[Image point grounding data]
○ ○ ○ ○ ○
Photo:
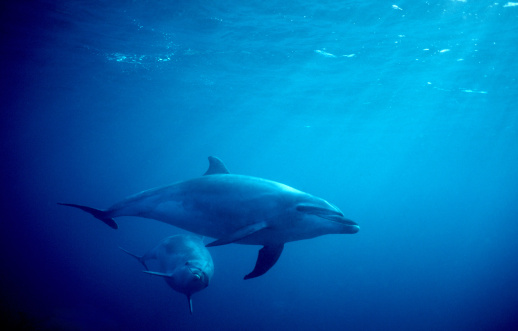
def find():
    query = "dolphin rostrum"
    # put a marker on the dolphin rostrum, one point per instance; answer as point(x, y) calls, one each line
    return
point(234, 209)
point(183, 261)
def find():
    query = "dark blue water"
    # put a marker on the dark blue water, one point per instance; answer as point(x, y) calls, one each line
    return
point(404, 114)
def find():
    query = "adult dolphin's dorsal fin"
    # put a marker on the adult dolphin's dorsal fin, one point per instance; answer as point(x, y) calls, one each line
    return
point(139, 258)
point(216, 167)
point(239, 234)
point(268, 256)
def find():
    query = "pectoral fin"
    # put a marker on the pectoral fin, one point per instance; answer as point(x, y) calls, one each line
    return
point(158, 274)
point(239, 234)
point(268, 256)
point(189, 301)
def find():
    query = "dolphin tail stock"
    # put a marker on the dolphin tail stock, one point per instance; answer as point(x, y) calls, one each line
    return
point(139, 258)
point(268, 256)
point(97, 213)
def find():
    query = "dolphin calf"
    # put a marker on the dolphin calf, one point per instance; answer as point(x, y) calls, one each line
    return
point(234, 209)
point(183, 261)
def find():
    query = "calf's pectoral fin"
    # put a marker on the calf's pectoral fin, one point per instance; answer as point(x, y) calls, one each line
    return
point(239, 234)
point(268, 256)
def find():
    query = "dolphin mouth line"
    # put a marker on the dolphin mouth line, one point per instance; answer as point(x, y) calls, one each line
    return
point(339, 219)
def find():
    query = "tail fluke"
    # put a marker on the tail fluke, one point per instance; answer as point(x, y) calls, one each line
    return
point(99, 214)
point(139, 258)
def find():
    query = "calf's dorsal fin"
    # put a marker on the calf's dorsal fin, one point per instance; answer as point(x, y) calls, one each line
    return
point(216, 167)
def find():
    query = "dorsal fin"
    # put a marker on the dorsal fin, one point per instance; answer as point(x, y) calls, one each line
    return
point(216, 167)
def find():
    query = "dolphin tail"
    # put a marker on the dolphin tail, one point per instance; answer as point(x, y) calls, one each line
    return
point(139, 258)
point(268, 256)
point(99, 214)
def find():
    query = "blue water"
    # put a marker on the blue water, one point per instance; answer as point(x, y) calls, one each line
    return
point(404, 114)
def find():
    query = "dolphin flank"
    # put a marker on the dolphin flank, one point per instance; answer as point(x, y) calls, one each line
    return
point(234, 209)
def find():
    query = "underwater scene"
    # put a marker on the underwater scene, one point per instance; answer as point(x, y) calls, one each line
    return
point(259, 165)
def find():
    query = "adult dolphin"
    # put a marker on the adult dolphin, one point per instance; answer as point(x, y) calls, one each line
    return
point(234, 209)
point(183, 261)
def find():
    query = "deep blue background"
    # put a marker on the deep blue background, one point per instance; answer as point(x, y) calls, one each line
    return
point(402, 113)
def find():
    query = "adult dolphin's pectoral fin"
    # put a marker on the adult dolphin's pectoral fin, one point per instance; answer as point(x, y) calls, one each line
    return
point(161, 274)
point(99, 214)
point(216, 167)
point(268, 256)
point(139, 258)
point(239, 234)
point(189, 301)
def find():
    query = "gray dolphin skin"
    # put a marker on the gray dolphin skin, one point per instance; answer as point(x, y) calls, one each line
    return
point(235, 209)
point(184, 263)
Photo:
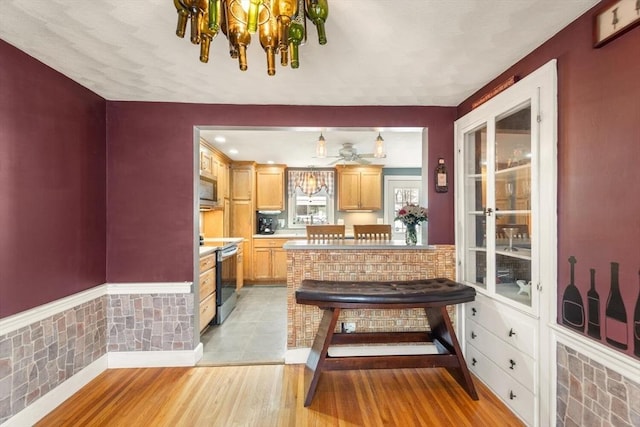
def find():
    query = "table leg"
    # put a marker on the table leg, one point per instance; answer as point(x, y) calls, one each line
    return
point(444, 337)
point(319, 350)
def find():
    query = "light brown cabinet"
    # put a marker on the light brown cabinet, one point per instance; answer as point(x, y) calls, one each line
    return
point(243, 211)
point(222, 170)
point(208, 164)
point(270, 260)
point(207, 289)
point(270, 187)
point(359, 187)
point(242, 181)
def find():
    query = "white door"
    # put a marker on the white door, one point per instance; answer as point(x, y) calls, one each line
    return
point(400, 191)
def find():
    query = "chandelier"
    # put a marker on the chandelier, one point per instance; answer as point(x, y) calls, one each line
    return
point(279, 24)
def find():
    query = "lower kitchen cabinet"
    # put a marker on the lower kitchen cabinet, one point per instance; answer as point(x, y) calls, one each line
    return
point(269, 260)
point(207, 289)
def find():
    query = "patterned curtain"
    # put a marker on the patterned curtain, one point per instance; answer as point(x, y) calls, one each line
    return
point(311, 181)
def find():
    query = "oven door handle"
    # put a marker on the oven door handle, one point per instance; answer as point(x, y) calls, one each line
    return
point(229, 253)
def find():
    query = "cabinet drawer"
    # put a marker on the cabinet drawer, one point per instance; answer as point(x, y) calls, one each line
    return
point(207, 262)
point(515, 328)
point(520, 400)
point(514, 363)
point(207, 283)
point(268, 243)
point(207, 310)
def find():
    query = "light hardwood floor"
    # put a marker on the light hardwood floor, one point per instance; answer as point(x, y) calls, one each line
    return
point(273, 395)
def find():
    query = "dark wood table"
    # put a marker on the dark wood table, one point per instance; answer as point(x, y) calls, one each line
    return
point(431, 294)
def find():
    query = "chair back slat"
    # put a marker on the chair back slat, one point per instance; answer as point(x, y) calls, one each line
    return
point(325, 232)
point(372, 231)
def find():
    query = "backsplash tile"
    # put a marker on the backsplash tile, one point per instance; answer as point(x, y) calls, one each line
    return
point(37, 358)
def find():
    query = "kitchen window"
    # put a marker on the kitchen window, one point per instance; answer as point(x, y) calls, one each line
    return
point(311, 198)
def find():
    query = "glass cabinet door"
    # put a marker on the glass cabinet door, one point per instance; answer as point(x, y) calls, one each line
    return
point(475, 201)
point(497, 210)
point(512, 184)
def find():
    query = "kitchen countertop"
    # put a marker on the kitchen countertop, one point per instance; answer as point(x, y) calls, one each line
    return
point(211, 244)
point(294, 234)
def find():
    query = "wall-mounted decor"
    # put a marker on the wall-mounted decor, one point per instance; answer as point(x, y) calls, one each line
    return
point(613, 19)
point(572, 307)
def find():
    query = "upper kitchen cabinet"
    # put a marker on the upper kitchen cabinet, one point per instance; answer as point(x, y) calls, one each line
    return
point(243, 180)
point(208, 164)
point(243, 212)
point(359, 187)
point(223, 181)
point(215, 165)
point(270, 187)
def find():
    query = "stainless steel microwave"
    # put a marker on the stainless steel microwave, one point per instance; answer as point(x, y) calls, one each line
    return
point(208, 191)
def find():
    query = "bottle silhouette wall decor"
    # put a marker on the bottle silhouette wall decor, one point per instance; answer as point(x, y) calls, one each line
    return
point(572, 307)
point(593, 303)
point(615, 314)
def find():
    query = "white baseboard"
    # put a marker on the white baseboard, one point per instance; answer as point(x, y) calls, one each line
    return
point(154, 359)
point(296, 356)
point(381, 350)
point(47, 403)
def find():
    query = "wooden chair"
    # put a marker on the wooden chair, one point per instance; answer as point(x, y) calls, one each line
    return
point(372, 231)
point(325, 232)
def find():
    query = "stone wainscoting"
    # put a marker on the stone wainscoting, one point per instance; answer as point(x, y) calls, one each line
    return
point(591, 394)
point(362, 265)
point(156, 322)
point(46, 346)
point(35, 359)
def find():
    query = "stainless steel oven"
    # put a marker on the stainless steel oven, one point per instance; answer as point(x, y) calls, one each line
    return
point(226, 274)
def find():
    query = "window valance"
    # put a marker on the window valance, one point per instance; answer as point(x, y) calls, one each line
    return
point(311, 181)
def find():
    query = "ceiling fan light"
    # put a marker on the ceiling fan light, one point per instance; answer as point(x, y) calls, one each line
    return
point(378, 151)
point(321, 147)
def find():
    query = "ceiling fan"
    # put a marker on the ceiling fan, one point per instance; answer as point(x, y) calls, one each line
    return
point(349, 153)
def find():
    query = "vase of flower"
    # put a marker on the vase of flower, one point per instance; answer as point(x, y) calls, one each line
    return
point(411, 235)
point(411, 216)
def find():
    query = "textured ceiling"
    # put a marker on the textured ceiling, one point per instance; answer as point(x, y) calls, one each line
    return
point(379, 52)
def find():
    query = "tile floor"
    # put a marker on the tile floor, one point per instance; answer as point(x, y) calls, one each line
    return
point(254, 333)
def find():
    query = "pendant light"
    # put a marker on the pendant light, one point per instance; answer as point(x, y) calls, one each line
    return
point(321, 147)
point(378, 151)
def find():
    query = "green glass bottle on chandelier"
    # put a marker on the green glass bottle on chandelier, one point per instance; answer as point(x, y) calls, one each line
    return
point(280, 24)
point(317, 12)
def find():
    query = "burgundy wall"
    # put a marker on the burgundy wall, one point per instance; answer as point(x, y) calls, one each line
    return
point(598, 158)
point(150, 174)
point(52, 184)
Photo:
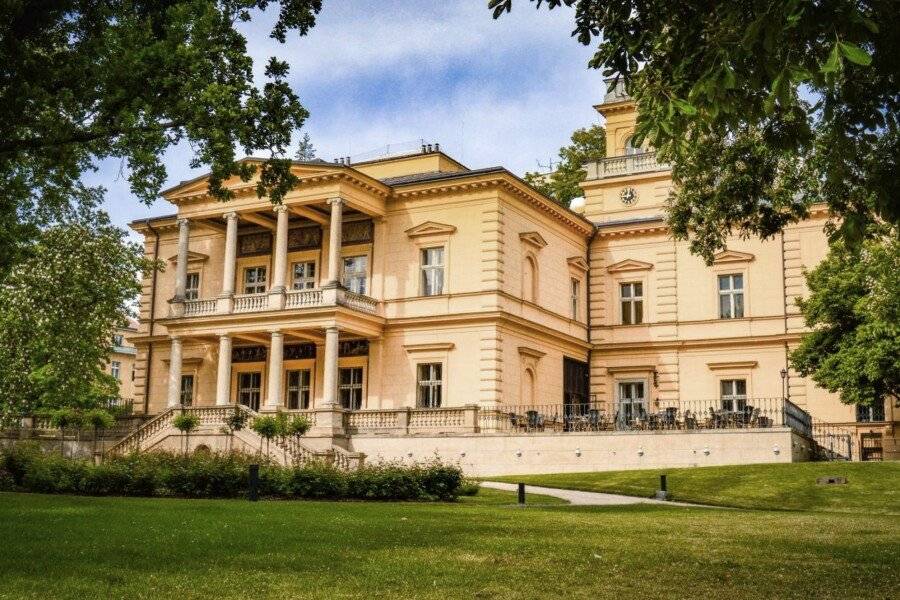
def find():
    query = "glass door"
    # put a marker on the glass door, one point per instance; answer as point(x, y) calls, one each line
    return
point(631, 405)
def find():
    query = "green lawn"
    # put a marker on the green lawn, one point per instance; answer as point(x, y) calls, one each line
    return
point(85, 548)
point(872, 488)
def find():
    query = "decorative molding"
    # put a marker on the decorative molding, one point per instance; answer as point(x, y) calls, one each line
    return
point(531, 352)
point(732, 256)
point(193, 257)
point(578, 262)
point(435, 347)
point(629, 264)
point(430, 228)
point(533, 238)
point(737, 364)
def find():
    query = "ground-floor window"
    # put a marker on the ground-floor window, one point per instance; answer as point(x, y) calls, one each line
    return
point(632, 403)
point(350, 387)
point(187, 390)
point(298, 389)
point(430, 382)
point(249, 387)
point(734, 394)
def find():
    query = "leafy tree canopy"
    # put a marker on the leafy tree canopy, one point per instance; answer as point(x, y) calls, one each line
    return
point(763, 107)
point(588, 144)
point(853, 310)
point(86, 80)
point(59, 309)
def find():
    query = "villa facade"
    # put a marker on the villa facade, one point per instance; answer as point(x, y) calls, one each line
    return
point(413, 282)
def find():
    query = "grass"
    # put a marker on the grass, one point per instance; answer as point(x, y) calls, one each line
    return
point(872, 488)
point(84, 548)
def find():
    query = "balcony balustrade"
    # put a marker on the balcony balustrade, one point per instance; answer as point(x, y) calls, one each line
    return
point(630, 164)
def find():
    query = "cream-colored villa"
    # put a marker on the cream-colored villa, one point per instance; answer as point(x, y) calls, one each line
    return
point(412, 306)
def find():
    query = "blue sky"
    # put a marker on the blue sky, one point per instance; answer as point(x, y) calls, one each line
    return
point(506, 92)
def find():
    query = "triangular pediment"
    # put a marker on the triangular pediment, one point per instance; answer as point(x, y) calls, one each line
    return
point(193, 257)
point(430, 228)
point(629, 264)
point(533, 238)
point(731, 256)
point(578, 262)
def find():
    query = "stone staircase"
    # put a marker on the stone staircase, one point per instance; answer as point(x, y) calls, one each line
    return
point(212, 432)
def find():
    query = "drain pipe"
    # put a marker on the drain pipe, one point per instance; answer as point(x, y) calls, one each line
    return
point(152, 317)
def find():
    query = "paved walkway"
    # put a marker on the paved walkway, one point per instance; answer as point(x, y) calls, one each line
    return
point(580, 498)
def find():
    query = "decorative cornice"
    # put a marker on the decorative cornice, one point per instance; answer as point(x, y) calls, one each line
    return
point(737, 364)
point(430, 228)
point(629, 264)
point(732, 256)
point(533, 238)
point(579, 263)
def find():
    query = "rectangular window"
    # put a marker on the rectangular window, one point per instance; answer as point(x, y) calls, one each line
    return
point(350, 387)
point(632, 405)
point(254, 280)
point(632, 301)
point(303, 275)
point(187, 390)
point(731, 296)
point(355, 273)
point(192, 286)
point(298, 389)
point(870, 414)
point(432, 271)
point(734, 394)
point(249, 389)
point(576, 294)
point(430, 382)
○ ○ ○ ○ ○
Beginning at the line above that contains "# put a marker on the burgundy", repeat each line exactly through the one that contains "# put a marker on the grass, one", and leave out the pictures.

    # put a marker on the burgundy wall, one point per instance; answer as point(x, y) calls, one each line
    return
point(598, 158)
point(150, 174)
point(52, 184)
Photo:
def find():
    query = "glass door"
    # put a marker on the glass door, one point per instance; answer as point(x, y) calls, one each line
    return
point(631, 405)
def find():
    query = "green lawn"
    # put a marker on the green lawn, one point per instance; answer as point(x, y) calls, one each line
    return
point(85, 548)
point(872, 488)
def find():
    query = "decorative molding"
    # put a marker on the decorative molding, one point per instance; answer as point(x, y) calls, one each line
    return
point(531, 352)
point(732, 256)
point(193, 257)
point(578, 262)
point(435, 347)
point(629, 264)
point(430, 228)
point(533, 238)
point(737, 364)
def find():
    query = "ground-floor window"
    # put a marker on the ground-floor window, one point per instance; answer as point(x, y) calls, one each line
    return
point(632, 403)
point(350, 387)
point(187, 390)
point(298, 389)
point(430, 382)
point(249, 387)
point(734, 394)
def find():
    query = "leafy tree canopy"
    # put a marker on the leafy tree canopy, one point per instance; answer as point(x, y) calls, one each line
    return
point(763, 107)
point(588, 144)
point(853, 310)
point(86, 80)
point(59, 309)
def find():
    query = "villa facade"
    # put a marker on the villa facade, one point per instance; answer as point(x, y) calls, one each line
    return
point(413, 282)
def find():
    query = "grass"
    # put a marker on the grass, one point per instance; answer as point(x, y) calls, one each line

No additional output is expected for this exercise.